• _Ordre de travail A_
Répondez aux questions suivantes d'après l'extrait d'entretien sur la boxe :
(i) À quel boxeur Marvin Hagler est-il souvent comparé ?
(ii) Quelle place Christian M'Billi occupe-t-il dans la soirée ?
(iii) Sur combien de combats l'intervenant dit-il avoir commis d'énormes erreurs de parcours ?
• _Ordre de travail B_
Transcrivez sans la moindre modification le passage de l'extrait d'entretien sur la boxe qui va de « Ce week-end justement, il » à « arrivées trop vite... ».
• _Ordre de travail C_
Prolongez l'extrait d'entretien sur la boxe à partir de sa dernière phrase.

• _Passage à examiner_

* * *

Ce week-end justement, il y a un Canelo-Crawford et Marvin Hagler est souvent comparé à Bud Crawford...
Et Christian M'Billi surtout qui fait le co-main event, qui est un grand champion et qui je l'espère en cas de victoire, ce sur quoi je n'ai aucun doute car c'est un gros bosseur et qu'il a fait le travail, mais je pense qu'en cas de victoire pour lui c'est peut-être un très gros combat derrière.
Il lui reste un step, vous peut-être deux ou trois désormais. Parce que vous l'avez dit, il y a eu ce chemin de croix et c'est peut-être finalement ce qui rendrait l'histoire encore plus belle...
Oui, après il faut remettre aussi les pieds sur terre. J'ai fait d'énormes erreurs de parcours sur deux combats parce que peut-être que certaines choses sont arrivées trop vite...
On est passé de "tout est facile" à "tout est compliqué"?

* * *

• _Lignes présentées_
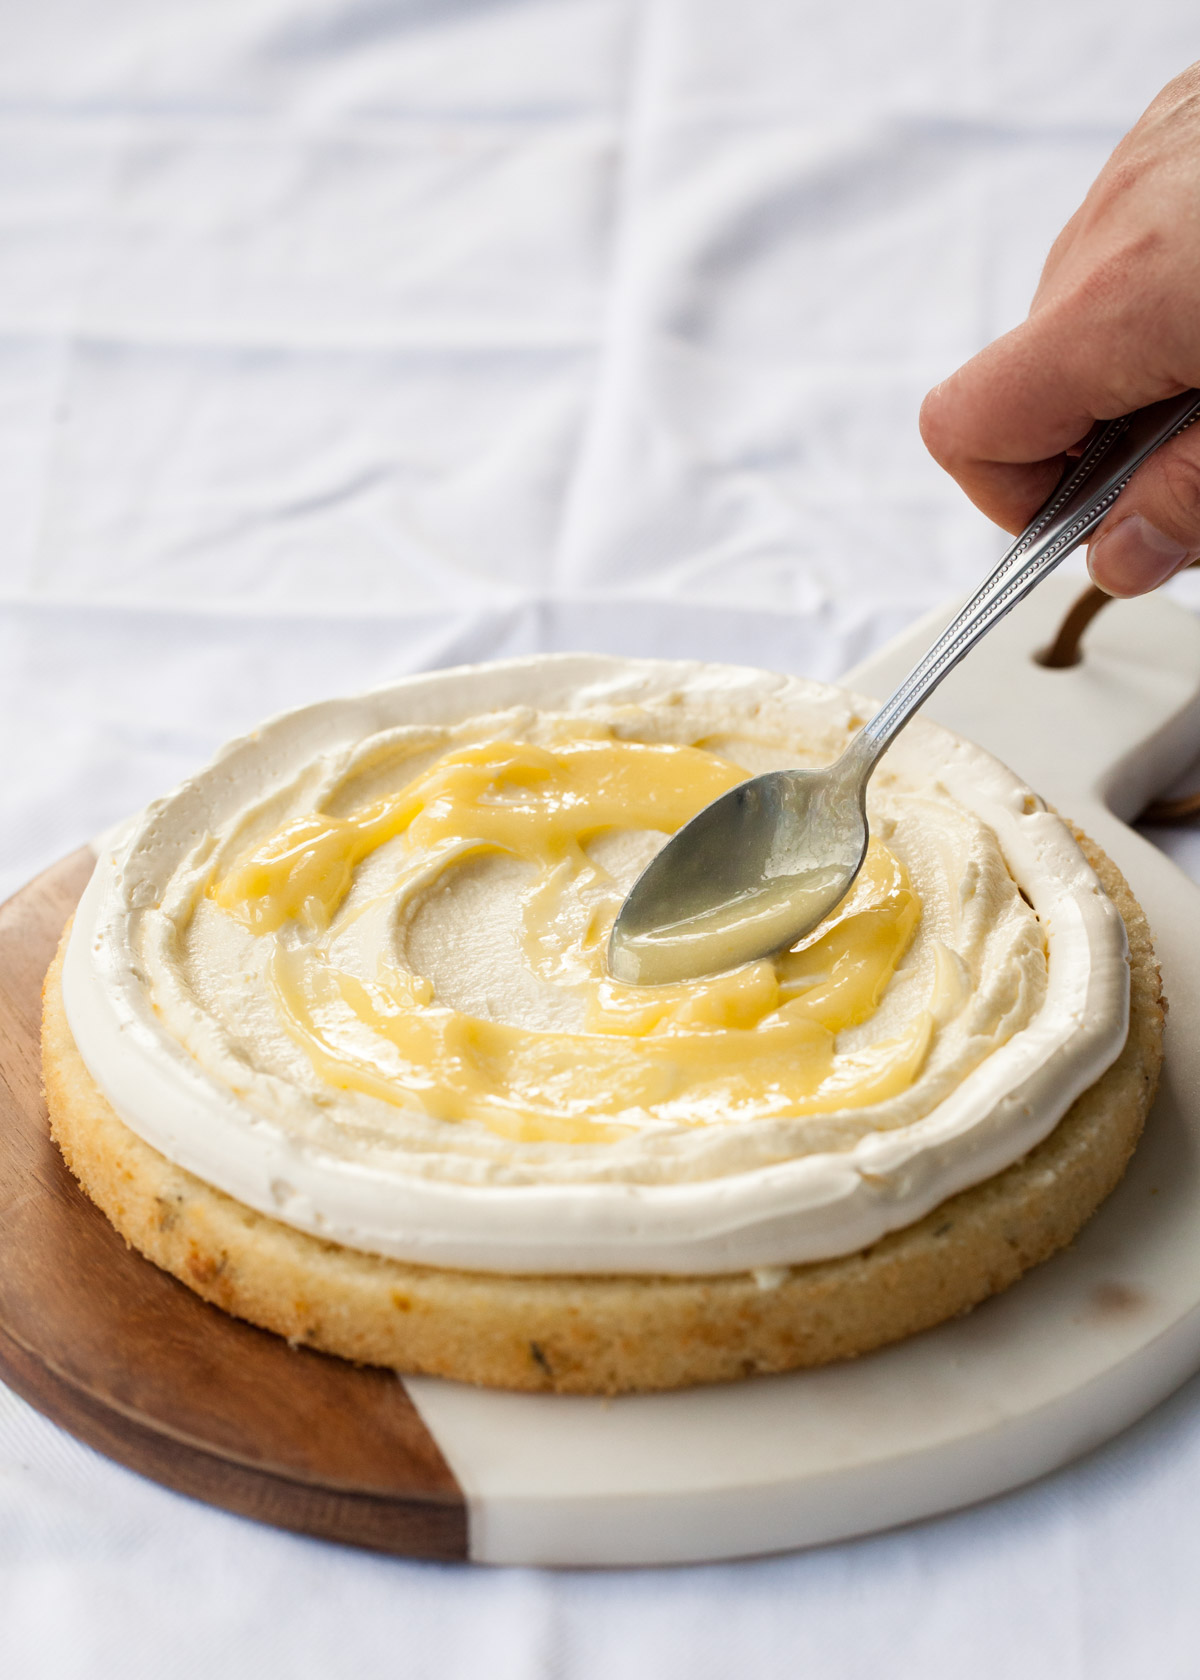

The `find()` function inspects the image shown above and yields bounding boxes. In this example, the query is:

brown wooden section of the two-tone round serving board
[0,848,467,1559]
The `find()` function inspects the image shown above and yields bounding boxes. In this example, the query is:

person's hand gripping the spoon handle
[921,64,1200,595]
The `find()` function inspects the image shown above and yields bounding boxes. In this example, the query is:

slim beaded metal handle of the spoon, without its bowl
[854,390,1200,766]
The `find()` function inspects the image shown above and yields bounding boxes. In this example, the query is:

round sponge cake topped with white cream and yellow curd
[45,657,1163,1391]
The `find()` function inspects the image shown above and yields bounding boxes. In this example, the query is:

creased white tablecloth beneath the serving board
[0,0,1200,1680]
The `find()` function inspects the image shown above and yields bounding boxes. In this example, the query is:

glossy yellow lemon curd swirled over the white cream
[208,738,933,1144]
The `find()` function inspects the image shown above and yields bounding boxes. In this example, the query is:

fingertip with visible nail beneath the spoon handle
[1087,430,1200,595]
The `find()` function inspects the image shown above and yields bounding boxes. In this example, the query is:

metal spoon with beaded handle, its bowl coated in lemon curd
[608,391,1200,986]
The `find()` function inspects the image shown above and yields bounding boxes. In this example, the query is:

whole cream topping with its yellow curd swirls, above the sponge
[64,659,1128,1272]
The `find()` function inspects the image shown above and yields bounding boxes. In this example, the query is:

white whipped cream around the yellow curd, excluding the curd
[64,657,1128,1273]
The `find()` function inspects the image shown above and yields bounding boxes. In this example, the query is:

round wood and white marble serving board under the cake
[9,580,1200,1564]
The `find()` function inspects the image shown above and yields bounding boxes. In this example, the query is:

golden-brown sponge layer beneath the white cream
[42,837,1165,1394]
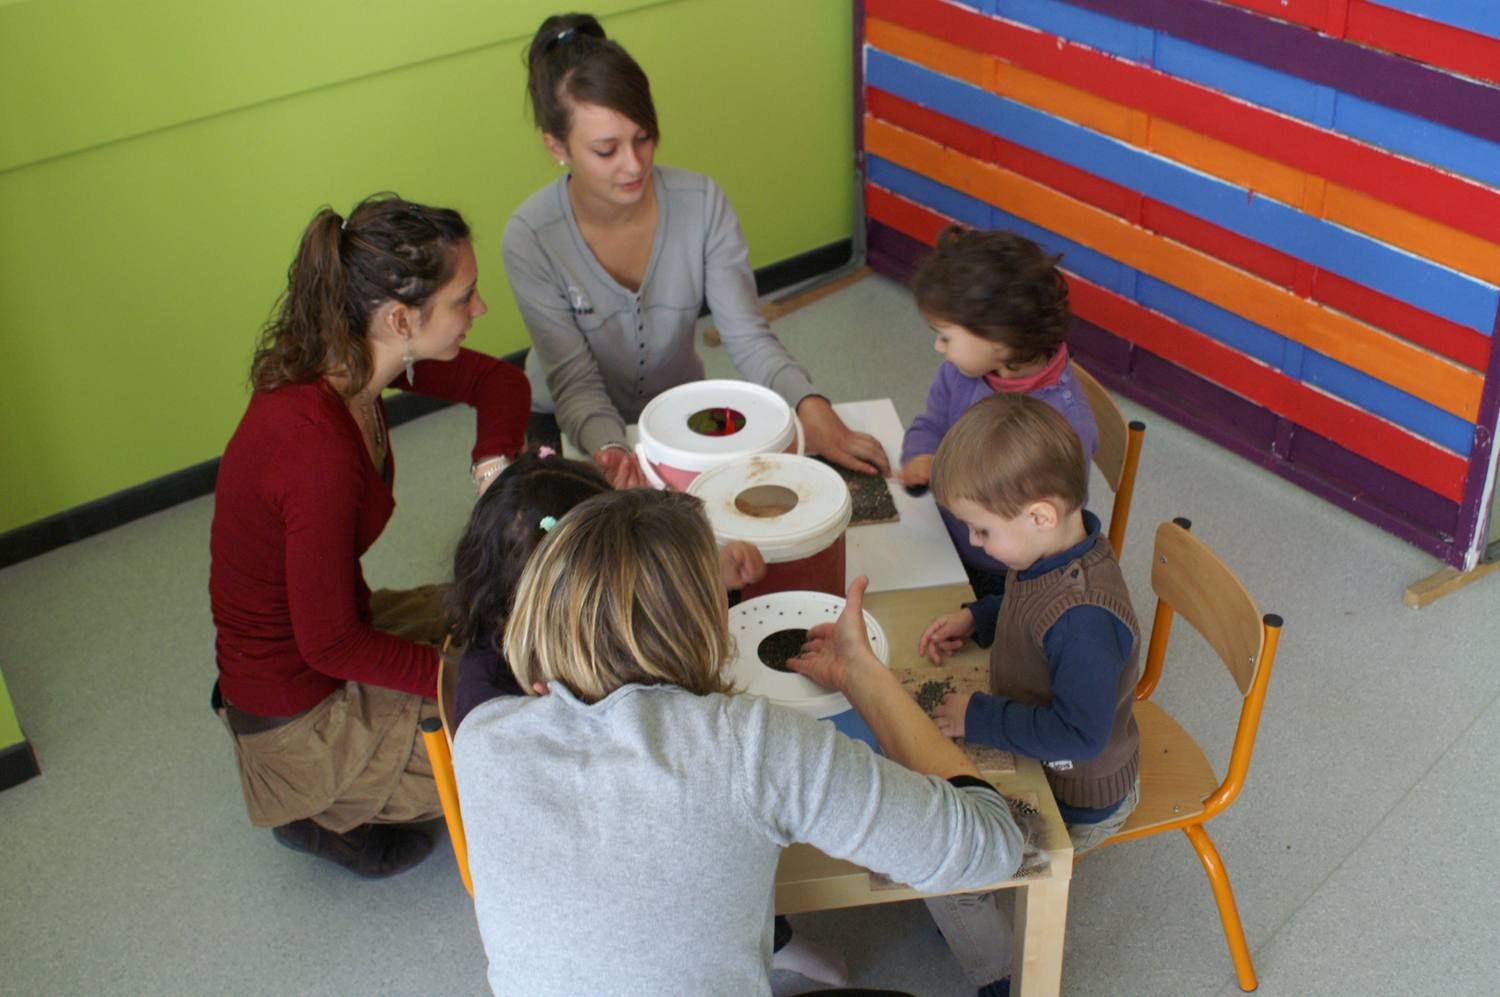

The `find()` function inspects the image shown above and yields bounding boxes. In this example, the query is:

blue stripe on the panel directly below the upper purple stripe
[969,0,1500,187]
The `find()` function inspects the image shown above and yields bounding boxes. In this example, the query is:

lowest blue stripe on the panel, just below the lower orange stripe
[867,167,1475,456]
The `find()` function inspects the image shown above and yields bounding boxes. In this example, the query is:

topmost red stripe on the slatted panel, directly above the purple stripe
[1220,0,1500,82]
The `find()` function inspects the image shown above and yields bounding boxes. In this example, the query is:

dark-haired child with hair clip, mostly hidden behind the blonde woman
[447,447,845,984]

* * *

• _Zone de réponse A_
(i) Bud Crawford.
(ii) Il fait le co-main event.
(iii) Sur deux combats.

• _Zone de réponse B_
Ce week-end justement, il y a un Canelo-Crawford et Marvin Hagler est souvent comparé à Bud Crawford...
Et Christian M'Billi surtout qui fait le co-main event, qui est un grand champion et qui je l'espère en cas de victoire, ce sur quoi je n'ai aucun doute car c'est un gros bosseur et qu'il a fait le travail, mais je pense qu'en cas de victoire pour lui c'est peut-être un très gros combat derrière.
Il lui reste un step, vous peut-être deux ou trois désormais. Parce que vous l'avez dit, il y a eu ce chemin de croix et c'est peut-être finalement ce qui rendrait l'histoire encore plus belle...
Oui, après il faut remettre aussi les pieds sur terre. J'ai fait d'énormes erreurs de parcours sur deux combats parce que peut-être que certaines choses sont arrivées trop vite...

• _Zone de réponse C_
Pas dans l'opposition et le moment du combat, mais c'était plus la gestion de tout ce qui était autour, où je n'étais pas encore prêt à gérer toutes les implications qu'avaient des combats à enjeu comme ça. Et je pense que du coup, je me suis renfermé sur moi-même, j'ai perdu un peu contre moi-même lors de mes deux défaites en -70kg. J'ai clairement perdu contre moi-même pour plusieurs raisons. Ça peut être parce que j'ai décidé de faire confiance à des valeurs humaines qui ne me correspondaient pas pendant trop longtemps. Ou ça peut être le fait d'avoir mal géré la pression médiatique, mal géré certaines choses. C'était un ensemble de choses qui fait qu'on apprend quand même et c'est la partie la plus compliquée à apprendre parce qu'il n'y a pas d'école pour ça, il n'y a pas de méthode pour ça et ce n'est pas un truc où tu peux juste aller à la salle, te confronter au plus dur et au plus fort et te dire "il me manque ça et ça". C'est un autre monde. Moi, j'ai eu ces épreuves du feu-là.
On a dit "ça y est, il a pris un KO, il a peut-être plus le même menton". Mais vous avez dit récemment "j'étais conscient face à Dustin Poirier". Vous réfutez le KO finalement?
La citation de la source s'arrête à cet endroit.